## [Exercise objective]
Write out every line of the records below as a JSON list of strings, one string per line, with blank lines dropped and the pictures left out.
# Start of The data
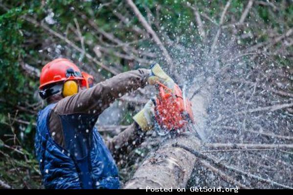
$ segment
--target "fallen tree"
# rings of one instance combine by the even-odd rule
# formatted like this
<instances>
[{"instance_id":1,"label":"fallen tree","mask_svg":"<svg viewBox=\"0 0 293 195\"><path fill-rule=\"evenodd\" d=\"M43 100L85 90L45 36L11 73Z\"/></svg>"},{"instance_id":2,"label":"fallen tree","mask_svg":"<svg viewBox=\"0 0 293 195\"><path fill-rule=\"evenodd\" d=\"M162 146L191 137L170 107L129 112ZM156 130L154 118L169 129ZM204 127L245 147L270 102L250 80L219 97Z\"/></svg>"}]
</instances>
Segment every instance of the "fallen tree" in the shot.
<instances>
[{"instance_id":1,"label":"fallen tree","mask_svg":"<svg viewBox=\"0 0 293 195\"><path fill-rule=\"evenodd\" d=\"M204 128L206 109L213 91L213 82L214 80L210 78L205 87L191 99L192 110L197 119L197 130L200 134ZM194 132L186 132L164 141L157 151L149 155L133 178L125 184L124 188L184 188L197 157L183 148L177 147L176 144L198 150L202 143L195 135Z\"/></svg>"}]
</instances>

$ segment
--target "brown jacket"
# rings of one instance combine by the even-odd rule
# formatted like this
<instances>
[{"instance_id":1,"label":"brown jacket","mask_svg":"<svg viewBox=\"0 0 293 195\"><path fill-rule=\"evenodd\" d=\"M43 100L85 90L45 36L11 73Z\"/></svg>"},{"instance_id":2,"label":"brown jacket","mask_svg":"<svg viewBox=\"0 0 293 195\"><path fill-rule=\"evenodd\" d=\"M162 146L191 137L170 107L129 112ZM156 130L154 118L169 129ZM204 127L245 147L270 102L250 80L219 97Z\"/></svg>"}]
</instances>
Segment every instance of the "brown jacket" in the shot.
<instances>
[{"instance_id":1,"label":"brown jacket","mask_svg":"<svg viewBox=\"0 0 293 195\"><path fill-rule=\"evenodd\" d=\"M64 135L60 117L74 114L90 114L98 116L110 103L127 92L144 87L149 76L149 71L139 69L120 74L100 82L94 87L83 90L59 101L54 106L49 118L49 127L52 137L61 147L64 147ZM135 124L106 143L113 153L117 150L115 146L132 142L139 137L141 132ZM125 144L126 145L127 144Z\"/></svg>"}]
</instances>

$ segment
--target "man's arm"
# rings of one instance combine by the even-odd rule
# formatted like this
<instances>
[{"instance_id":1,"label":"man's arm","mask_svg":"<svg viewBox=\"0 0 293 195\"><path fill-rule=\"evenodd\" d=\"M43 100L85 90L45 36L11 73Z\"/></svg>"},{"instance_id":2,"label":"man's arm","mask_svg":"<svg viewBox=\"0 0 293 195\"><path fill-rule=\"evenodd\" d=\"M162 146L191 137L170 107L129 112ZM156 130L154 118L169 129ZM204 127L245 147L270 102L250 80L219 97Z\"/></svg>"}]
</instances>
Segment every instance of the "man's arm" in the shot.
<instances>
[{"instance_id":1,"label":"man's arm","mask_svg":"<svg viewBox=\"0 0 293 195\"><path fill-rule=\"evenodd\" d=\"M63 146L64 137L59 116L73 114L98 116L116 98L125 93L145 86L150 71L145 69L120 74L93 87L65 98L57 103L49 119L51 135Z\"/></svg>"},{"instance_id":2,"label":"man's arm","mask_svg":"<svg viewBox=\"0 0 293 195\"><path fill-rule=\"evenodd\" d=\"M150 75L145 69L119 74L93 87L59 101L55 108L60 115L74 113L98 115L126 93L144 87Z\"/></svg>"}]
</instances>

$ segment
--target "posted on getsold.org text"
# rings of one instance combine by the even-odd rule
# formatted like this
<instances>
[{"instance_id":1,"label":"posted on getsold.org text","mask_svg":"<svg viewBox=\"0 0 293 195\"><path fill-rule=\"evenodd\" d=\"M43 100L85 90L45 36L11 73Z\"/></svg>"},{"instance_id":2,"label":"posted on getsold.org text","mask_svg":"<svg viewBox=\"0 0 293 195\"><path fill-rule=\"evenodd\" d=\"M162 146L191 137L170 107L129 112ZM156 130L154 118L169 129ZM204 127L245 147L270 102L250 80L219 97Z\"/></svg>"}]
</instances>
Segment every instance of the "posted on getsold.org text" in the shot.
<instances>
[{"instance_id":1,"label":"posted on getsold.org text","mask_svg":"<svg viewBox=\"0 0 293 195\"><path fill-rule=\"evenodd\" d=\"M237 193L238 192L238 189L237 188L223 188L222 187L212 187L208 188L207 187L191 187L190 188L173 188L171 187L169 188L151 188L149 186L147 186L146 188L147 192L234 192Z\"/></svg>"}]
</instances>

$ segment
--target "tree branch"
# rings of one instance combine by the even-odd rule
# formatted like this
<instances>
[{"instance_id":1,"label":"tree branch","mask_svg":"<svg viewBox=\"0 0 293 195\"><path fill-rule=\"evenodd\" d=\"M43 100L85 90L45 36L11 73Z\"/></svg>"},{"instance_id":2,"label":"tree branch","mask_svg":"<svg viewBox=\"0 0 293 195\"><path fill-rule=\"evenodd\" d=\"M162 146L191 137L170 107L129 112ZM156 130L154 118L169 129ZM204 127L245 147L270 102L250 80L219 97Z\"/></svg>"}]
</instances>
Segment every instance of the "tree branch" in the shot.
# End of The data
## [Answer in full]
[
  "$ segment",
  "--target \"fallen tree\"",
  "# rings of one instance combine by the even-odd rule",
  "# formatted like this",
  "<instances>",
  "[{\"instance_id\":1,\"label\":\"fallen tree\",\"mask_svg\":\"<svg viewBox=\\\"0 0 293 195\\\"><path fill-rule=\\\"evenodd\\\" d=\\\"M43 100L85 90L45 36L11 73Z\\\"/></svg>\"},{\"instance_id\":2,\"label\":\"fallen tree\",\"mask_svg\":\"<svg viewBox=\\\"0 0 293 195\\\"><path fill-rule=\\\"evenodd\\\" d=\\\"M162 146L191 137L170 107L129 112ZM156 130L154 118L169 129ZM204 127L245 147L270 102L250 80L219 97Z\\\"/></svg>\"}]",
  "</instances>",
  "Segment every instance of the \"fallen tree\" in the shot.",
  "<instances>",
  "[{\"instance_id\":1,\"label\":\"fallen tree\",\"mask_svg\":\"<svg viewBox=\\\"0 0 293 195\\\"><path fill-rule=\\\"evenodd\\\" d=\\\"M204 128L206 109L213 91L213 82L214 80L210 78L205 87L191 99L192 110L197 119L197 130L200 134ZM194 132L186 132L164 141L157 151L149 155L133 178L125 184L124 188L184 188L197 157L183 148L177 147L176 144L198 150L202 143L195 135Z\\\"/></svg>\"}]",
  "</instances>",
  "$ segment",
  "--target \"brown jacket\"",
  "# rings of one instance combine by the even-odd rule",
  "# formatted like this",
  "<instances>",
  "[{\"instance_id\":1,\"label\":\"brown jacket\",\"mask_svg\":\"<svg viewBox=\\\"0 0 293 195\\\"><path fill-rule=\\\"evenodd\\\" d=\\\"M43 100L85 90L45 36L11 73Z\\\"/></svg>\"},{\"instance_id\":2,\"label\":\"brown jacket\",\"mask_svg\":\"<svg viewBox=\\\"0 0 293 195\\\"><path fill-rule=\\\"evenodd\\\" d=\\\"M162 146L191 137L170 107L129 112ZM156 130L154 118L169 129ZM204 127L245 147L270 102L250 80L219 97Z\\\"/></svg>\"}]",
  "</instances>",
  "Segment every instance of the \"brown jacket\" in the shot.",
  "<instances>",
  "[{\"instance_id\":1,\"label\":\"brown jacket\",\"mask_svg\":\"<svg viewBox=\\\"0 0 293 195\\\"><path fill-rule=\\\"evenodd\\\" d=\\\"M64 135L60 117L74 114L90 114L98 116L110 103L127 92L144 87L149 76L149 71L139 69L120 74L100 82L94 87L83 90L59 101L54 106L49 118L49 127L52 137L61 147L64 147ZM135 124L106 143L113 153L117 150L115 146L132 142L139 137L141 132ZM125 144L126 145L127 144Z\\\"/></svg>\"}]",
  "</instances>",
  "$ segment",
  "--target \"man's arm\"",
  "# rings of one instance combine by the even-odd rule",
  "# formatted like this",
  "<instances>",
  "[{\"instance_id\":1,\"label\":\"man's arm\",\"mask_svg\":\"<svg viewBox=\\\"0 0 293 195\\\"><path fill-rule=\\\"evenodd\\\" d=\\\"M43 100L85 90L45 36L11 73Z\\\"/></svg>\"},{\"instance_id\":2,\"label\":\"man's arm\",\"mask_svg\":\"<svg viewBox=\\\"0 0 293 195\\\"><path fill-rule=\\\"evenodd\\\" d=\\\"M162 146L191 137L170 107L129 112ZM156 130L154 118L169 129ZM204 127L245 147L270 102L250 80L219 97Z\\\"/></svg>\"}]",
  "</instances>",
  "Segment every instance of the \"man's arm\" in the shot.",
  "<instances>",
  "[{\"instance_id\":1,\"label\":\"man's arm\",\"mask_svg\":\"<svg viewBox=\\\"0 0 293 195\\\"><path fill-rule=\\\"evenodd\\\" d=\\\"M63 146L64 137L59 116L73 114L98 116L116 98L125 93L145 86L150 71L145 69L120 74L93 87L65 98L57 103L49 119L51 135Z\\\"/></svg>\"},{\"instance_id\":2,\"label\":\"man's arm\",\"mask_svg\":\"<svg viewBox=\\\"0 0 293 195\\\"><path fill-rule=\\\"evenodd\\\" d=\\\"M150 75L145 69L119 74L93 87L59 101L55 108L60 115L74 113L98 115L126 93L144 87Z\\\"/></svg>\"}]",
  "</instances>",
  "$ segment",
  "--target \"posted on getsold.org text\"",
  "# rings of one instance combine by the even-odd rule",
  "# formatted like this",
  "<instances>",
  "[{\"instance_id\":1,\"label\":\"posted on getsold.org text\",\"mask_svg\":\"<svg viewBox=\\\"0 0 293 195\\\"><path fill-rule=\\\"evenodd\\\" d=\\\"M43 100L85 90L45 36L11 73Z\\\"/></svg>\"},{\"instance_id\":2,\"label\":\"posted on getsold.org text\",\"mask_svg\":\"<svg viewBox=\\\"0 0 293 195\\\"><path fill-rule=\\\"evenodd\\\" d=\\\"M162 146L191 137L170 107L129 112ZM156 130L154 118L169 129ZM204 127L245 147L270 102L250 80L219 97Z\\\"/></svg>\"}]",
  "</instances>",
  "Segment every instance of the \"posted on getsold.org text\" in the shot.",
  "<instances>",
  "[{\"instance_id\":1,\"label\":\"posted on getsold.org text\",\"mask_svg\":\"<svg viewBox=\\\"0 0 293 195\\\"><path fill-rule=\\\"evenodd\\\" d=\\\"M237 193L238 192L238 189L237 188L223 188L222 187L212 187L208 188L207 187L191 187L190 188L173 188L171 187L169 188L151 188L149 186L147 186L146 188L147 192L234 192Z\\\"/></svg>\"}]",
  "</instances>",
  "$ segment",
  "--target \"tree branch\"",
  "# rings of one instance combine by the even-odd rule",
  "# formatted like this",
  "<instances>",
  "[{\"instance_id\":1,\"label\":\"tree branch\",\"mask_svg\":\"<svg viewBox=\\\"0 0 293 195\\\"><path fill-rule=\\\"evenodd\\\" d=\\\"M43 100L85 90L45 36L11 73Z\\\"/></svg>\"},{\"instance_id\":2,\"label\":\"tree branch\",\"mask_svg\":\"<svg viewBox=\\\"0 0 293 195\\\"><path fill-rule=\\\"evenodd\\\" d=\\\"M162 146L191 137L170 107L129 112ZM156 130L154 118L169 129ZM204 127L245 147L270 102L250 80L219 97Z\\\"/></svg>\"}]",
  "</instances>",
  "Segment every instance of the \"tree branch\" in the shot."
]